About this task >>
Only one stretch of the data below is wanted: the lines from the one with "Expected: a point inside each instance of the tree, one" through the one with "point(10, 116)", repeated exactly.

Available data >>
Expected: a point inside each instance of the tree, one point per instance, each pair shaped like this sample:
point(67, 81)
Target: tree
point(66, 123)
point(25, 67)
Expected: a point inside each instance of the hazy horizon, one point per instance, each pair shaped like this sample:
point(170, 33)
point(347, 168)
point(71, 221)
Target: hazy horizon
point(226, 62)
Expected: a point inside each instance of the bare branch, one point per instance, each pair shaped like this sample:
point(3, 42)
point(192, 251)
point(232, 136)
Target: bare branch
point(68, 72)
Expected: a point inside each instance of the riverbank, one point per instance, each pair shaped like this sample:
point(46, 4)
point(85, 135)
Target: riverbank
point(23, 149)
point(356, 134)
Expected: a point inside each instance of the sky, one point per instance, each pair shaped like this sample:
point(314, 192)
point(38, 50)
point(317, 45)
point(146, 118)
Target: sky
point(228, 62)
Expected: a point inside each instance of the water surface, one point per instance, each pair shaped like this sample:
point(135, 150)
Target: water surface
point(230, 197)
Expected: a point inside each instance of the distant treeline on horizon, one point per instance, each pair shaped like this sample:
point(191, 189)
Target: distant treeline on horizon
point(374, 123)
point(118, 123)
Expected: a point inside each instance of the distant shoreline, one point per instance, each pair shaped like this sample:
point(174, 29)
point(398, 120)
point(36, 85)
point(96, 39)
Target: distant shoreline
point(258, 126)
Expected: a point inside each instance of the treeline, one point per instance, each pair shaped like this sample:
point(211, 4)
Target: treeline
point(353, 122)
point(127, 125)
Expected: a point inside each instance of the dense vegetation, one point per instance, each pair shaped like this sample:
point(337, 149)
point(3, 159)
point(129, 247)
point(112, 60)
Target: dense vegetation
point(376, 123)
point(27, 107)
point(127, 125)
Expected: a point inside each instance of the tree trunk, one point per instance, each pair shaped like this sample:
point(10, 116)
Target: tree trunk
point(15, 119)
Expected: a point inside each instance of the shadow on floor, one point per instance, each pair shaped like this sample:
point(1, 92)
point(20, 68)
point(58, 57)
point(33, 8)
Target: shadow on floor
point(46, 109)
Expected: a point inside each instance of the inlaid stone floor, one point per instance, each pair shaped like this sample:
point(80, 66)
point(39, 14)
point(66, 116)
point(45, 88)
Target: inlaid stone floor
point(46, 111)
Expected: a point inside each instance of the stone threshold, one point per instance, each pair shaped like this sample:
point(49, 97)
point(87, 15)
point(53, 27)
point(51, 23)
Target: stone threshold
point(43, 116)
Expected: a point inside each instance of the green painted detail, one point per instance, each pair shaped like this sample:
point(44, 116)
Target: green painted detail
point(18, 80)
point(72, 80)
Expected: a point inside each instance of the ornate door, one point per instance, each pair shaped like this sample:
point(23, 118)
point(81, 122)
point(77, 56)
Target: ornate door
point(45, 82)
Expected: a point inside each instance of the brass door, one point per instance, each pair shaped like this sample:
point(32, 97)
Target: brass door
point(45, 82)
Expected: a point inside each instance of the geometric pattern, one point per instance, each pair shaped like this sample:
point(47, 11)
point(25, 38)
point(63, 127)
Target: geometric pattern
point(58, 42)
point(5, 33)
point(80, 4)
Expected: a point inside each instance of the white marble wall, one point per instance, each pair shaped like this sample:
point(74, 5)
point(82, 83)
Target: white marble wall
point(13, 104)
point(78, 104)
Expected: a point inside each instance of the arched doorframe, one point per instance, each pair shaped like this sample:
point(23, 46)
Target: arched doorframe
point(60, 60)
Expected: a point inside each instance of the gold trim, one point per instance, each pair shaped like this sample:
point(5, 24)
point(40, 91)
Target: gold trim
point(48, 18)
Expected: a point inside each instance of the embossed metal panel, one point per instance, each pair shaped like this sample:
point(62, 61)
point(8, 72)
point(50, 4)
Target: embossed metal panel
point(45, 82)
==
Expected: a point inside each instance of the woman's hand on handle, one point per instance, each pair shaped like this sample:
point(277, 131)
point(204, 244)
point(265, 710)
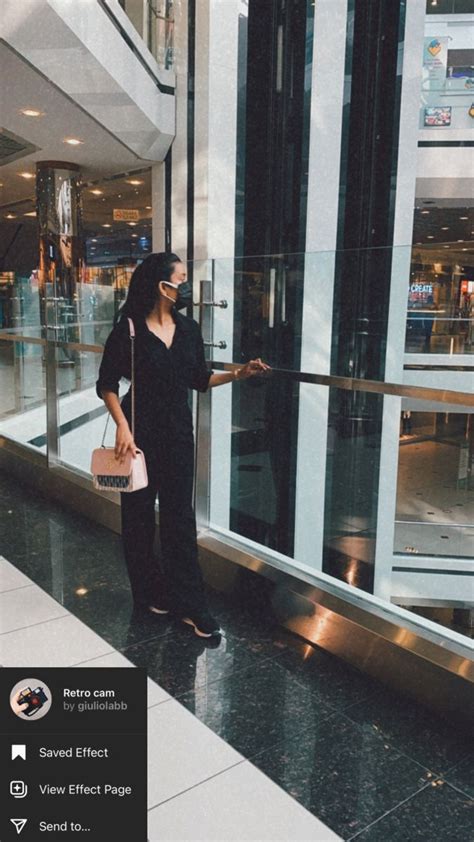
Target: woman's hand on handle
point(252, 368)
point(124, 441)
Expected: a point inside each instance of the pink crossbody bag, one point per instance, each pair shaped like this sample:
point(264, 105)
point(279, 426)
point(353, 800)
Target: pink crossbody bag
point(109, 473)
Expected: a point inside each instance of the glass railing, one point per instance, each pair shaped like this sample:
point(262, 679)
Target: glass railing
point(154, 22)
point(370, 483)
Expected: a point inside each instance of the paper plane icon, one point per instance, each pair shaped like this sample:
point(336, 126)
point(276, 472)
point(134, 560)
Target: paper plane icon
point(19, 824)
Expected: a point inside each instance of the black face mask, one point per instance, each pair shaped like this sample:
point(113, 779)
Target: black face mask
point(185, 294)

Exercise output >>
Expected: a point inside each instance of the tree, one point per instance, each pair shaped like this sample:
point(67, 81)
Target: tree
point(66, 123)
point(25, 67)
Expected: a point inside each instance of the hazy horizon, one point per instance, each pair shaped like this sample:
point(170, 33)
point(347, 168)
point(71, 221)
Target: hazy horizon
point(226, 62)
Expected: a point inside each instance of the bare branch, one point per instance, each pair shaped like this sample:
point(3, 42)
point(192, 251)
point(232, 136)
Target: bare branch
point(68, 72)
Expected: a point inside each instance of the riverbank, one point per instance, each pair shaped like this sample:
point(46, 4)
point(85, 135)
Target: riverbank
point(23, 149)
point(356, 134)
Expected: a point inside each instance of the sky, one point per instance, each pair shaped like this sample:
point(314, 192)
point(38, 50)
point(317, 45)
point(146, 118)
Target: sky
point(228, 62)
Expected: a point inside each instance of the water surface, one point per instance, each pair shaped like this sample:
point(135, 150)
Target: water surface
point(230, 197)
Expected: a point inside each instance of the distant treeline on horizon, one point per instance, each pair shaped like this sample:
point(191, 189)
Target: distant treeline on horizon
point(374, 123)
point(118, 123)
Expected: a point inside each instance of the distant shoreline, one point per instance, each pair shaped like this sample:
point(174, 29)
point(398, 120)
point(36, 85)
point(96, 39)
Target: distant shoreline
point(258, 126)
Expected: a point inside each instance of the treeline, one point per instance, each pair shaped like this sample:
point(211, 4)
Target: treeline
point(353, 122)
point(127, 125)
Expected: a point inside each instance of the dense vegetation, one point per instance, each pair shaped like this sample:
point(337, 149)
point(3, 159)
point(129, 247)
point(112, 60)
Target: dense vegetation
point(376, 123)
point(27, 107)
point(127, 125)
Expected: a point inside each instance of the tree trunk, one point per instance, each pair shaped like this sample:
point(10, 116)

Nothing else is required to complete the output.